**Problem to solve:**
From the line containing "point(548, 796)" to the line containing "point(274, 162)" in the entries below, reproduce every line exactly, ends included. Nothing else belongs in the copy, and no pictures.

[[ Provided information, beginning ]]

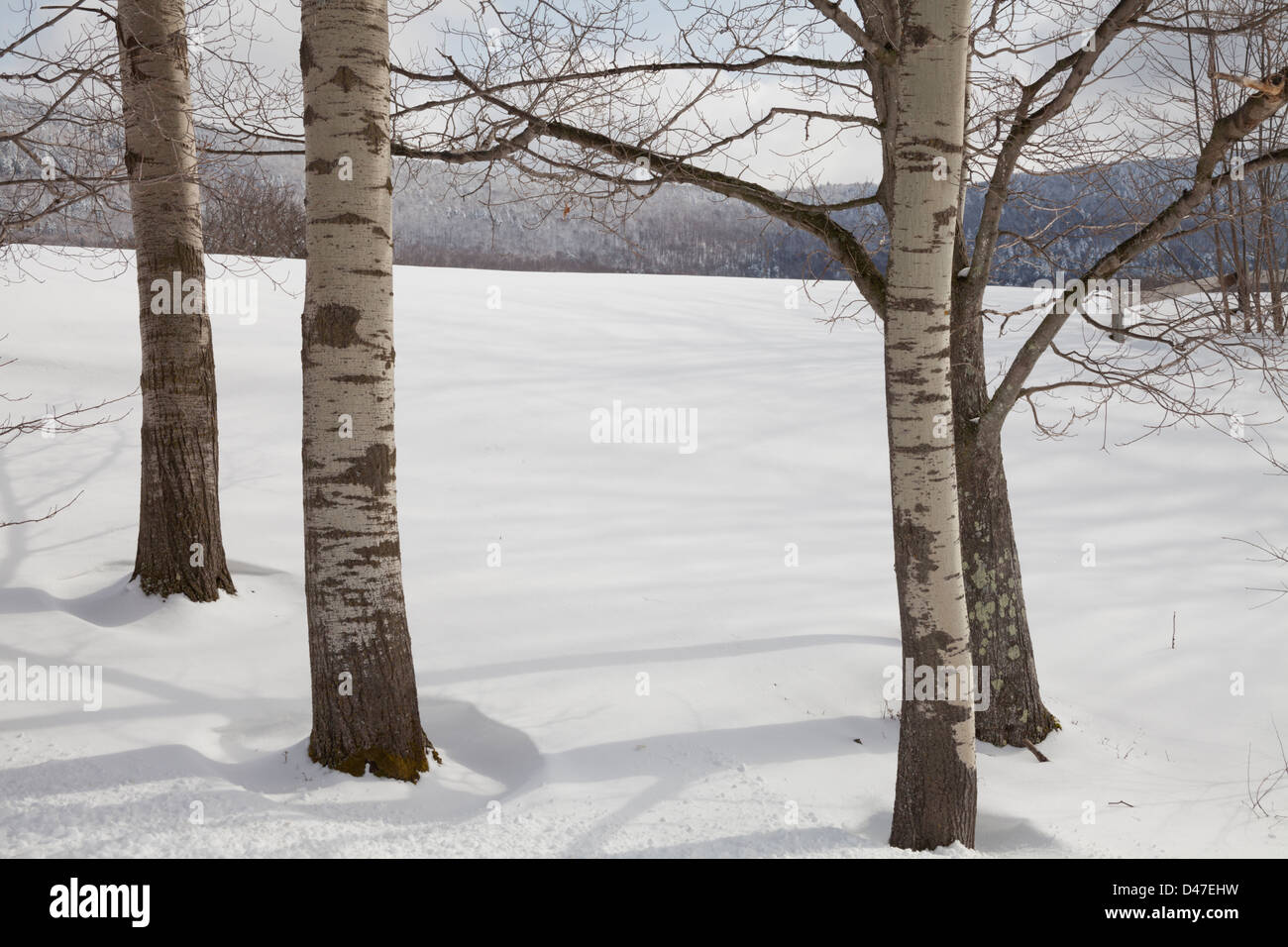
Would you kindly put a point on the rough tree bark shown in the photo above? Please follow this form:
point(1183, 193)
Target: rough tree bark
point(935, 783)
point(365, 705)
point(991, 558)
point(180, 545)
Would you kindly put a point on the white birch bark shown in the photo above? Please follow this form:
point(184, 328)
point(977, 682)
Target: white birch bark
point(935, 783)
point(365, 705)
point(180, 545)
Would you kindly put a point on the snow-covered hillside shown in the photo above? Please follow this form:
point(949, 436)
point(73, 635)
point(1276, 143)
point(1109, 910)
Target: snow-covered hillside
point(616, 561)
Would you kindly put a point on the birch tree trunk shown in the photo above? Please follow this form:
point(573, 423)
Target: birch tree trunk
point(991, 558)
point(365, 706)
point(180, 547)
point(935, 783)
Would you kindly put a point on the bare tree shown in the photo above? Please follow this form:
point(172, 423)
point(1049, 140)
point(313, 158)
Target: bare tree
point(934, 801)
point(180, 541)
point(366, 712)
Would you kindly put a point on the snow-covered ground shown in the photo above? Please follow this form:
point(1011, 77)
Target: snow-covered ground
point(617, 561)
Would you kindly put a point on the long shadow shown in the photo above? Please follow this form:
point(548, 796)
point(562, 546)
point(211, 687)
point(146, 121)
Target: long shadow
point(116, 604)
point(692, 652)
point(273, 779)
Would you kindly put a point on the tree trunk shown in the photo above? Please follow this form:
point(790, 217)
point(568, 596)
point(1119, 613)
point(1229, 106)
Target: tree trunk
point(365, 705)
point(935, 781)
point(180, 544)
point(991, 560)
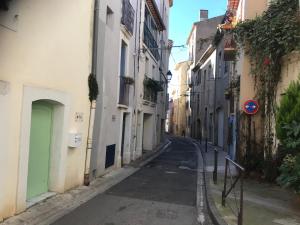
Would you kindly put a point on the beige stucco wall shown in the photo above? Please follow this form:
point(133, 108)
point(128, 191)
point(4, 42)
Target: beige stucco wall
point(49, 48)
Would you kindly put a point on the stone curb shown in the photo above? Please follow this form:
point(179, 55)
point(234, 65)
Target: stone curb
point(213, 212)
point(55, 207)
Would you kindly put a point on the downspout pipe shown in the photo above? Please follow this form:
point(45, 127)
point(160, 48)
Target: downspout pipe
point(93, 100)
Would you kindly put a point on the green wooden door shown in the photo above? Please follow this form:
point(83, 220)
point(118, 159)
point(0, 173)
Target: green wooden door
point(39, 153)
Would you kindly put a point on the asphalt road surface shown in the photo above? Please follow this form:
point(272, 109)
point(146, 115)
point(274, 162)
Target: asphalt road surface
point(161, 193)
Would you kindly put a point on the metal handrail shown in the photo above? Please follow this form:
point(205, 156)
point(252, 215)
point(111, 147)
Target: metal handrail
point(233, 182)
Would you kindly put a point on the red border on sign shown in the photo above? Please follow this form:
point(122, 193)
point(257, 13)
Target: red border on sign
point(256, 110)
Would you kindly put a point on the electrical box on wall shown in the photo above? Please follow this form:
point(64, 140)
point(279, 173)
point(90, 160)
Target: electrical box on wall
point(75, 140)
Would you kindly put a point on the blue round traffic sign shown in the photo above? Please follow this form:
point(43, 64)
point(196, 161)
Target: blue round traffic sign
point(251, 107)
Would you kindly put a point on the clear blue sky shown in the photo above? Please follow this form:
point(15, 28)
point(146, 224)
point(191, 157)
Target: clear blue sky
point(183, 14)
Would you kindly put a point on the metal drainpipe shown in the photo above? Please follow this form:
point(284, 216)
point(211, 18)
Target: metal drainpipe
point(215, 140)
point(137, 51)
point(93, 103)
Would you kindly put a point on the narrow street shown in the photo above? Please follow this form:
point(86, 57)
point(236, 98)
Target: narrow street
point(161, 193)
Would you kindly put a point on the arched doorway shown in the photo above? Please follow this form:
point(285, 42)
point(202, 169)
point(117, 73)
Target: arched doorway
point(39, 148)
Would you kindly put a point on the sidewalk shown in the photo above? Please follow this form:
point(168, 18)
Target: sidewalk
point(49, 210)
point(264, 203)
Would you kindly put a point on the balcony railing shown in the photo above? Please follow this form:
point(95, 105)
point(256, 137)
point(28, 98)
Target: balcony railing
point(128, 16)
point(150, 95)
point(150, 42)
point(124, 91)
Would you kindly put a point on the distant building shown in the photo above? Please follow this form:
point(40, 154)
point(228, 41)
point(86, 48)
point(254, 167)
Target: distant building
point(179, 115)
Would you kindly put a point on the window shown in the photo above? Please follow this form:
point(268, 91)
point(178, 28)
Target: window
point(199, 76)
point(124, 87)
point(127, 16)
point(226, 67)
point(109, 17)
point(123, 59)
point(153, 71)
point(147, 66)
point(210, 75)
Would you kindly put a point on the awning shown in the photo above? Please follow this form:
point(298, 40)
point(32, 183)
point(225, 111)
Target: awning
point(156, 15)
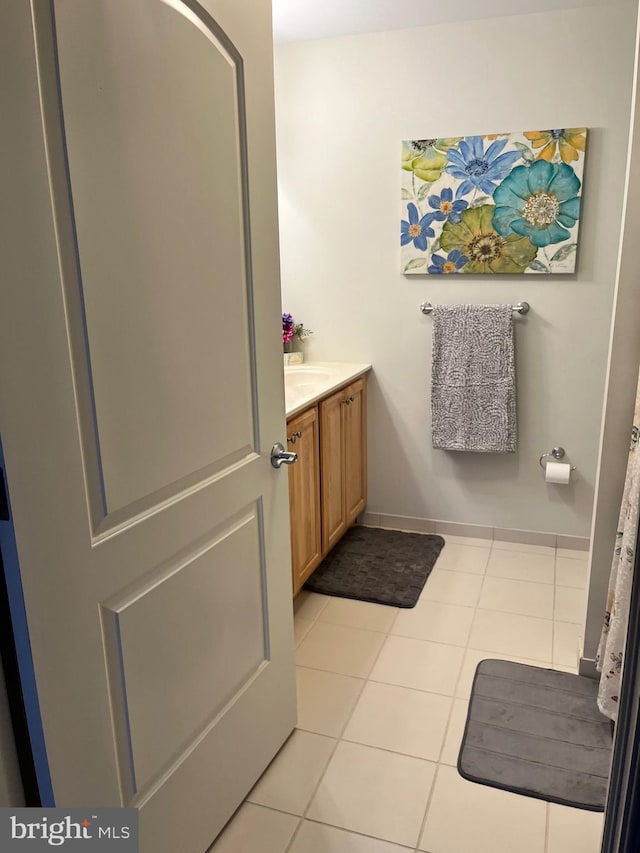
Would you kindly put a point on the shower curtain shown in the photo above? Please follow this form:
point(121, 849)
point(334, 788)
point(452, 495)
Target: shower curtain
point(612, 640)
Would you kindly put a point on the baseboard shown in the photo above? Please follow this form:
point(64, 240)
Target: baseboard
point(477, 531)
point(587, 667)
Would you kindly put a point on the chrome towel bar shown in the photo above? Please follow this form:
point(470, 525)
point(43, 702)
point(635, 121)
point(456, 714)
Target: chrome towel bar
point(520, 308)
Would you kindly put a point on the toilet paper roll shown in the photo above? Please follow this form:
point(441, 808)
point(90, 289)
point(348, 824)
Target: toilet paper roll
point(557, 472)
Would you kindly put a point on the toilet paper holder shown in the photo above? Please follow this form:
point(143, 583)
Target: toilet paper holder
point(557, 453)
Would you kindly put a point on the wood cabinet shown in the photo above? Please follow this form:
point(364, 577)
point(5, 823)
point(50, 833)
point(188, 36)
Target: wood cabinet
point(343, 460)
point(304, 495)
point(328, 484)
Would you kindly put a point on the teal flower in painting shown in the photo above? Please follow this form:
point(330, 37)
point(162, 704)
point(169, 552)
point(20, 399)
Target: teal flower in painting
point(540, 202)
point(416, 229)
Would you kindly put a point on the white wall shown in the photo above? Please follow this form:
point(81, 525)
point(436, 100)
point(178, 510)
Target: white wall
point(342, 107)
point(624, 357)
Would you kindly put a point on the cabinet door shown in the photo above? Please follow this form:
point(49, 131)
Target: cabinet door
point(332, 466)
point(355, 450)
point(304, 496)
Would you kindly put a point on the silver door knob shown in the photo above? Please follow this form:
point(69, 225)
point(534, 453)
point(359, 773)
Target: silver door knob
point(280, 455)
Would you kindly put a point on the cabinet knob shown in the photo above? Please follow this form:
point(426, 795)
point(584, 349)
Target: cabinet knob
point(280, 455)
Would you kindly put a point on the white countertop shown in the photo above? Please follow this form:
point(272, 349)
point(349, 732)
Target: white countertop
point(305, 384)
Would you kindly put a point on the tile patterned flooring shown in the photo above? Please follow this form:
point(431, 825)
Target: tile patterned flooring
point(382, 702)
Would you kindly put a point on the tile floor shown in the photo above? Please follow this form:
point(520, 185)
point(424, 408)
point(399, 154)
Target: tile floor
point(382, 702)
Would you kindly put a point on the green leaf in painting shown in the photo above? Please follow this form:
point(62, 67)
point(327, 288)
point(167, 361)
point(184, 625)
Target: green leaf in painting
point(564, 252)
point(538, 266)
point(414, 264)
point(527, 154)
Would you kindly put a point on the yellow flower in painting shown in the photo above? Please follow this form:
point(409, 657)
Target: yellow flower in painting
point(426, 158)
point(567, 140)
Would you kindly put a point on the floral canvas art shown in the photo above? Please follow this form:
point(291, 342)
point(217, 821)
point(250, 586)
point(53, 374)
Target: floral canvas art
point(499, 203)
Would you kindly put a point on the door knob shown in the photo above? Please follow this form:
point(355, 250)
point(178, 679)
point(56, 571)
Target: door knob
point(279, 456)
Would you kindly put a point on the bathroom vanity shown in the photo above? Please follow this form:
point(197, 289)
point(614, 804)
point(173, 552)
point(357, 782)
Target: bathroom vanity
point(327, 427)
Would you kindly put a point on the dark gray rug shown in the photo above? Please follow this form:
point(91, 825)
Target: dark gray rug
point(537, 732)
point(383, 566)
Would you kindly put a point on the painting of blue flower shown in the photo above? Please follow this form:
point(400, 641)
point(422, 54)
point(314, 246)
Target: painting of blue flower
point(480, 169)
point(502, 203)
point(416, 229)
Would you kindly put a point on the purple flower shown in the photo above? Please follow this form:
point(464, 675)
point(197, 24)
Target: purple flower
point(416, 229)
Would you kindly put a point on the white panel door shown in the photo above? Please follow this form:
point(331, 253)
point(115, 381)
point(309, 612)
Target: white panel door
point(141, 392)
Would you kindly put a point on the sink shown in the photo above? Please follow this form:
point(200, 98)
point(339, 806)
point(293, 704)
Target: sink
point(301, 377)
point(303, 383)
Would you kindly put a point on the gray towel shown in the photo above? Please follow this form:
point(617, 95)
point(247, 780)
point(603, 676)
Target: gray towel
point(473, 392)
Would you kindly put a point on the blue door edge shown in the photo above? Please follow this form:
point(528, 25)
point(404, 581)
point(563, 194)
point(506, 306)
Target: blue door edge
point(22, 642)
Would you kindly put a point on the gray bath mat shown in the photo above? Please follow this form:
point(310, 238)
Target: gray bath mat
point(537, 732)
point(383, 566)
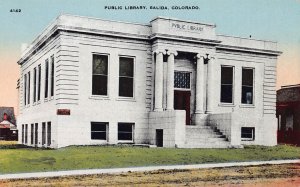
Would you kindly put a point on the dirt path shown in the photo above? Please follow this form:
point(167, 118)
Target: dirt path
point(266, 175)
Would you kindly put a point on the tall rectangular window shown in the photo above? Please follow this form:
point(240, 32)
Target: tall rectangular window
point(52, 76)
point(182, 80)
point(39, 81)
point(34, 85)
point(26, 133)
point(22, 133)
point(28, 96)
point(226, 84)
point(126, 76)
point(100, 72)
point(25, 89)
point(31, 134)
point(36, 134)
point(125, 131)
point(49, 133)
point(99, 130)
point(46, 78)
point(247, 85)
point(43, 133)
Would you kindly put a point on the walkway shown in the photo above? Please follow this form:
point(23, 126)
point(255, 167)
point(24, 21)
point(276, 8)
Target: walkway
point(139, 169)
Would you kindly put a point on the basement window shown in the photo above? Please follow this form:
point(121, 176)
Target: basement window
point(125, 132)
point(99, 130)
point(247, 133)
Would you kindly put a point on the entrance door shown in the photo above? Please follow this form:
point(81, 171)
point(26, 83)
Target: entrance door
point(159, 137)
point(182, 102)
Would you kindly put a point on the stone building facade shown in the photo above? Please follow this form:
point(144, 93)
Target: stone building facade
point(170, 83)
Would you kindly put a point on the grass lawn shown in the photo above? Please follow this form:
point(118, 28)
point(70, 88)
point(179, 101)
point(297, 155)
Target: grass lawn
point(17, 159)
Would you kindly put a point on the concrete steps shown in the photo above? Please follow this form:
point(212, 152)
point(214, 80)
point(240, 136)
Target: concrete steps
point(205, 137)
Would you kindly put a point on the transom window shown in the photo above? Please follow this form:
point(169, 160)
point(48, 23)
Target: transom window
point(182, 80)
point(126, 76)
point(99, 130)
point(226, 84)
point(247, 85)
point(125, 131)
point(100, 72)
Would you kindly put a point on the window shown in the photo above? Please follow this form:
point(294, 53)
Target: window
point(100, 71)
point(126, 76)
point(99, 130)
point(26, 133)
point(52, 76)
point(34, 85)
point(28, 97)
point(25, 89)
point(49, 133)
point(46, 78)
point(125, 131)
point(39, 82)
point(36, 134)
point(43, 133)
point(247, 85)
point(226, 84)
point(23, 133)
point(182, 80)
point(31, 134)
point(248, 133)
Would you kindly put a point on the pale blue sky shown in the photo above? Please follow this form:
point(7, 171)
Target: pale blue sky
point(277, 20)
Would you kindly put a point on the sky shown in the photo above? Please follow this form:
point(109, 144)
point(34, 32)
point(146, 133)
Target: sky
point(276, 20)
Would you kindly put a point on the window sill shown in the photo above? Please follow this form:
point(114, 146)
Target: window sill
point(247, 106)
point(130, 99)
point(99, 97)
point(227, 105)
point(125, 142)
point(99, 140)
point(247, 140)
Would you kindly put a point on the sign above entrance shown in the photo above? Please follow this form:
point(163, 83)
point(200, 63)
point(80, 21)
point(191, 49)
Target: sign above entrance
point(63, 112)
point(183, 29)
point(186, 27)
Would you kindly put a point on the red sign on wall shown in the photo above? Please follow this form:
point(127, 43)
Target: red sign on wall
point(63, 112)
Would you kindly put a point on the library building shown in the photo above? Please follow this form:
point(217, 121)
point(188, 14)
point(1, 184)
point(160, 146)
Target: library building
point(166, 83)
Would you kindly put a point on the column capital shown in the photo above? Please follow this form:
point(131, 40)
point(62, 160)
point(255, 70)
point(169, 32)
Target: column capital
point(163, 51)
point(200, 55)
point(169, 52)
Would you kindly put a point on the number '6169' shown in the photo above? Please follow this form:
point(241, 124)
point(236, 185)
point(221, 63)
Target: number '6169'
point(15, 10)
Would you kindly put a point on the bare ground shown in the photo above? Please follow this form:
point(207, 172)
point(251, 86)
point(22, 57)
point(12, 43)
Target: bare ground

[[ Provided information, end ]]

**Solution to this exercise:**
point(548, 796)
point(562, 546)
point(211, 687)
point(146, 121)
Target: long shadow
point(116, 604)
point(692, 652)
point(273, 779)
Would you kindly put a point on the tree trunk shown in the photo above? Please follow this form:
point(790, 217)
point(568, 596)
point(1119, 613)
point(1229, 106)
Target: tree trunk
point(365, 705)
point(935, 781)
point(180, 544)
point(991, 560)
Would you kindly put a point on the beige stucco wall shown in the photo above? Please follow this form:
point(133, 108)
point(128, 191)
point(4, 42)
Target: beige stucco wall
point(49, 48)
Would you kindly put a point on the stone curb shown in the photo above? Please follow this form:
point(179, 55)
point(234, 65)
Target: stone curb
point(213, 212)
point(55, 207)
Would you kindly put a point on the downspout pipe shown in the photo above? Please follow this form:
point(45, 127)
point(160, 48)
Target: downspout pipe
point(93, 100)
Would you kindly put a point on the green wooden door shown in the photo above? Please follow this form:
point(83, 220)
point(118, 159)
point(0, 173)
Target: green wooden door
point(39, 153)
Would you kindly put a point on the asphalt road surface shown in the photo above? Please follow this form:
point(272, 109)
point(146, 115)
point(274, 162)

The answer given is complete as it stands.